* [EXERCISE]: Please write out the material below exactly as given.

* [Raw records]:
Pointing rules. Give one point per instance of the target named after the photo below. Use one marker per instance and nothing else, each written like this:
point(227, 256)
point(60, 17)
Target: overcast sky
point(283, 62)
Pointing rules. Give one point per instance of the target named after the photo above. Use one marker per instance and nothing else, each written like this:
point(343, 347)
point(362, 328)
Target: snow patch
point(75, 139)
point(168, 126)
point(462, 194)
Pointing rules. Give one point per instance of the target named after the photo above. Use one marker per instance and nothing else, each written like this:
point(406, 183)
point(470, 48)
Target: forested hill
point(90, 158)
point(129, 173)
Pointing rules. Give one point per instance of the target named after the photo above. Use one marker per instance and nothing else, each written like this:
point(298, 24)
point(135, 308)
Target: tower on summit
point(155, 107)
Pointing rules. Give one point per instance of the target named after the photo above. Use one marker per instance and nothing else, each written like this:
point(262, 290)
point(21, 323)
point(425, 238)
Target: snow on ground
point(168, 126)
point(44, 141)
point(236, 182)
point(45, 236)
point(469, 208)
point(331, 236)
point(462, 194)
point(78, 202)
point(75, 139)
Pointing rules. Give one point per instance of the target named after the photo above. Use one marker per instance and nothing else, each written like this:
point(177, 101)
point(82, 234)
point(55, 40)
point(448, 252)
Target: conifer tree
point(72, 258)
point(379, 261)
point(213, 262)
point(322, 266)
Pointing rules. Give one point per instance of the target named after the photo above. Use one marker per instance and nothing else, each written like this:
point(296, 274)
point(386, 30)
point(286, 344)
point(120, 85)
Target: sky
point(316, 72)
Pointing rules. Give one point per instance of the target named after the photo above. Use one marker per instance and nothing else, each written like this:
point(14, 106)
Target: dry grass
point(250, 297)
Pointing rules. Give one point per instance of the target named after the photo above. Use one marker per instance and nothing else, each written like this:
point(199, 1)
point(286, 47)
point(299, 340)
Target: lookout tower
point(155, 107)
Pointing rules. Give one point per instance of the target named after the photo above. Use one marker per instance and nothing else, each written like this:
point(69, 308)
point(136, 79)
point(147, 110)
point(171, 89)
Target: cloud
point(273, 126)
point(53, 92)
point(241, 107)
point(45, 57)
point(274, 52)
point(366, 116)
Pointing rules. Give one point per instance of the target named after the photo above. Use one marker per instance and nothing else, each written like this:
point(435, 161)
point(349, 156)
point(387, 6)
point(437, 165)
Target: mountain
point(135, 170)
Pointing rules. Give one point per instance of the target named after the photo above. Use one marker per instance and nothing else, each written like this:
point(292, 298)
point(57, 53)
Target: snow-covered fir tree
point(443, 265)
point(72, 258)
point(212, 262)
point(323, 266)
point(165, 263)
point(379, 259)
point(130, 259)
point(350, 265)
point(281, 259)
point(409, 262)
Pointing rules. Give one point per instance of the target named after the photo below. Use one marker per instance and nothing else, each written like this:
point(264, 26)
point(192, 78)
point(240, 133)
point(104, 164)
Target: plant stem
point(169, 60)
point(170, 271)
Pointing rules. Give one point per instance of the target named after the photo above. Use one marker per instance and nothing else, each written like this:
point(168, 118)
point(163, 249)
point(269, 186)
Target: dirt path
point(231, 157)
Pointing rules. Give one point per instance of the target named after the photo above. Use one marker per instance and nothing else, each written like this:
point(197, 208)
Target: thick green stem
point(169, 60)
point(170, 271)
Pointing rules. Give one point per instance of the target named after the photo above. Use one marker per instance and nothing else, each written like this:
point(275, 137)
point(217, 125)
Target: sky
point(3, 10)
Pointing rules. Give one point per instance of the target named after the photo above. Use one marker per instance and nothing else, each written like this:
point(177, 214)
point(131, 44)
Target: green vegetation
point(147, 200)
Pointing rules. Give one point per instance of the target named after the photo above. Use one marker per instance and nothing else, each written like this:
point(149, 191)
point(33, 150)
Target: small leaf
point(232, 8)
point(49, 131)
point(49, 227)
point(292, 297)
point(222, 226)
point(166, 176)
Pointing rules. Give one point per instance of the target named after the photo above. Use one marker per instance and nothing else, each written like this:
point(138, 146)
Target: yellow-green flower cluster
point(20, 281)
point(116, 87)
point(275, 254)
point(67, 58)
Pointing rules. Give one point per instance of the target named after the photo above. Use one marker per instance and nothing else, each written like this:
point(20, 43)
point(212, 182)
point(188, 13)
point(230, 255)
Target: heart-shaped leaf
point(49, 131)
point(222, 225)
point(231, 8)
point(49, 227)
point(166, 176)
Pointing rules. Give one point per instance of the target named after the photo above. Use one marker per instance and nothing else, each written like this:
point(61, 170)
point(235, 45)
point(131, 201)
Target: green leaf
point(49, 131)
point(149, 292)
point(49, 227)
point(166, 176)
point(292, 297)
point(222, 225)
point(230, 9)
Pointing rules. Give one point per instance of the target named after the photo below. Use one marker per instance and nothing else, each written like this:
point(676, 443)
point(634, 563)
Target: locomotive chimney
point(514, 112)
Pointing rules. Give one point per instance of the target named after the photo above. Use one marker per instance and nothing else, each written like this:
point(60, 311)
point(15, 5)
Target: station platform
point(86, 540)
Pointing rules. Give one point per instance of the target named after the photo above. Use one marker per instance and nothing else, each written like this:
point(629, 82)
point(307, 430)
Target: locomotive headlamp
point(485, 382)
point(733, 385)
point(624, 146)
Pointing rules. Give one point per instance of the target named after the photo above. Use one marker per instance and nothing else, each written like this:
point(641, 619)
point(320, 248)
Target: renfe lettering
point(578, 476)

* [COMPLETE OUTPUT]:
Pointing rules. Give one point per instance of the target named after the photo below. Use one marker per instance and nothing else, each written like this:
point(227, 256)
point(60, 17)
Target: overcast sky
point(283, 62)
Pointing rules. Give one point per instance of the target named after the photo above. Use one marker per instance and nothing else, each written like this:
point(343, 347)
point(362, 328)
Target: snow patch
point(75, 139)
point(168, 126)
point(462, 194)
Pointing rules. Give one point per instance of the target named after the photo above. Use one marker per instance and nothing else, each written like this:
point(406, 183)
point(470, 48)
Target: forested hill
point(90, 158)
point(129, 173)
Pointing rules. Give one point per instance of the target named after the photo above. Use one marker per instance and nothing else, each written like this:
point(298, 24)
point(135, 308)
Target: tower on summit
point(155, 107)
Pointing rules. Give one point per instance of the target named after the photo above. Use one marker per instance and nothing else, each written like this:
point(262, 290)
point(21, 323)
point(425, 238)
Target: snow on ground
point(168, 126)
point(44, 141)
point(236, 182)
point(45, 236)
point(469, 208)
point(331, 236)
point(462, 194)
point(78, 202)
point(75, 139)
Pointing rules. Give one point per instance of the target named after the photo above. Use one marker per instance and nothing else, each written like this:
point(177, 101)
point(82, 234)
point(55, 40)
point(448, 252)
Target: conifer tree
point(72, 258)
point(379, 261)
point(213, 262)
point(322, 266)
Pointing rules. Give one point per instance of the target named after the photo above. Use one marker per instance and nothing else, each written like this:
point(296, 274)
point(386, 30)
point(286, 344)
point(120, 85)
Target: sky
point(316, 72)
Pointing rules. Give one point per instance of the target named after the photo above. Use one marker per instance and nothing else, each written like this:
point(14, 106)
Target: dry grass
point(250, 297)
Pointing rules. Give one point per instance of the target named after the photo above. Use one marker per instance and nothing else, each written like this:
point(199, 1)
point(286, 47)
point(299, 340)
Target: lookout tower
point(155, 107)
Pointing rules. Give one point per instance of the target named after the photo above. Use one marker per instance and nothing else, each written like this:
point(69, 308)
point(136, 79)
point(147, 110)
point(171, 89)
Target: cloud
point(273, 126)
point(53, 92)
point(241, 107)
point(45, 57)
point(274, 52)
point(366, 116)
Pointing rules. Give one point per instance of the target named after the photo above. Use one marker per instance and nothing else, each written like this:
point(435, 161)
point(349, 156)
point(387, 6)
point(437, 165)
Target: mountain
point(135, 170)
Pointing rules. Give one point per instance of the target named after the photo above. Use one marker per instance and nothing else, each written like this:
point(292, 298)
point(57, 53)
Target: snow-covered fir tree
point(443, 265)
point(72, 258)
point(212, 262)
point(323, 266)
point(165, 263)
point(379, 259)
point(130, 259)
point(350, 265)
point(281, 259)
point(409, 262)
Pointing rules. Give one point per instance of the target named after the photo below. Use one marker per instance and nothing else, each written like this:
point(264, 26)
point(192, 78)
point(240, 133)
point(104, 164)
Target: plant stem
point(169, 60)
point(170, 271)
Pointing rules. Give one point per instance of the target named after the photo above. Use one marker per instance and nothing else, each written like this:
point(168, 118)
point(163, 249)
point(269, 186)
Target: dirt path
point(231, 157)
Pointing rules. Give one point per instance of the target named after the photo above. Use one marker per instance and nothing else, each written like this:
point(197, 208)
Target: thick green stem
point(169, 60)
point(170, 271)
Pointing rules. Give one point per instance of the target named after the photo above. Use one marker per instance and nothing else, each written like this:
point(275, 137)
point(217, 125)
Target: sky
point(3, 10)
Pointing rules. Give one point per instance of the target named after the photo above. Use one marker per instance and nothing else, each written like this:
point(177, 214)
point(131, 44)
Target: green vegetation
point(147, 200)
Pointing rules. Give one point per instance of the target named after the photo above. Use one marker per instance and nothing else, each written like this:
point(149, 191)
point(33, 150)
Target: small leaf
point(232, 8)
point(49, 131)
point(49, 227)
point(292, 297)
point(222, 226)
point(166, 176)
Pointing rules. Give one point per instance of the target named after the photo above. Use one marker per instance and nothing else, each written like this:
point(138, 146)
Target: yellow-green flower cluster
point(20, 281)
point(116, 87)
point(275, 254)
point(67, 58)
Pointing rules. Give one point per instance of the target named after the photo above. Use one marker per instance and nothing else, each written like this:
point(20, 43)
point(212, 182)
point(188, 13)
point(230, 255)
Target: heart-shaped leaf
point(49, 131)
point(222, 225)
point(231, 8)
point(49, 227)
point(166, 176)
Pointing rules. Give one point per instance of the target named after the photo above. Use one marker per instance and nothing else, each written like this:
point(61, 170)
point(235, 45)
point(131, 201)
Target: green leaf
point(49, 131)
point(149, 292)
point(49, 227)
point(166, 176)
point(292, 297)
point(222, 225)
point(230, 9)
Pointing rules. Give one point per instance of the target named after the photo below. Use one marker per instance and nothing else, each written like this:
point(676, 443)
point(634, 563)
Target: locomotive chimney
point(514, 112)
Pointing rules. Give one point per instance of the target named after the photo above. Use one marker per instance and nothing else, each written like this:
point(60, 311)
point(15, 5)
Target: station platform
point(86, 540)
Pointing rules. Give one point per instance of the target named after the photo above. Use one marker per instance and nothing else, each written like this:
point(629, 82)
point(307, 430)
Target: locomotive headlamp
point(485, 382)
point(733, 385)
point(624, 146)
Pointing rules. Give one point per instance of the target named after the photo above. Use one marker per instance and nothing else, each written like this:
point(641, 619)
point(320, 248)
Target: renfe lettering
point(578, 476)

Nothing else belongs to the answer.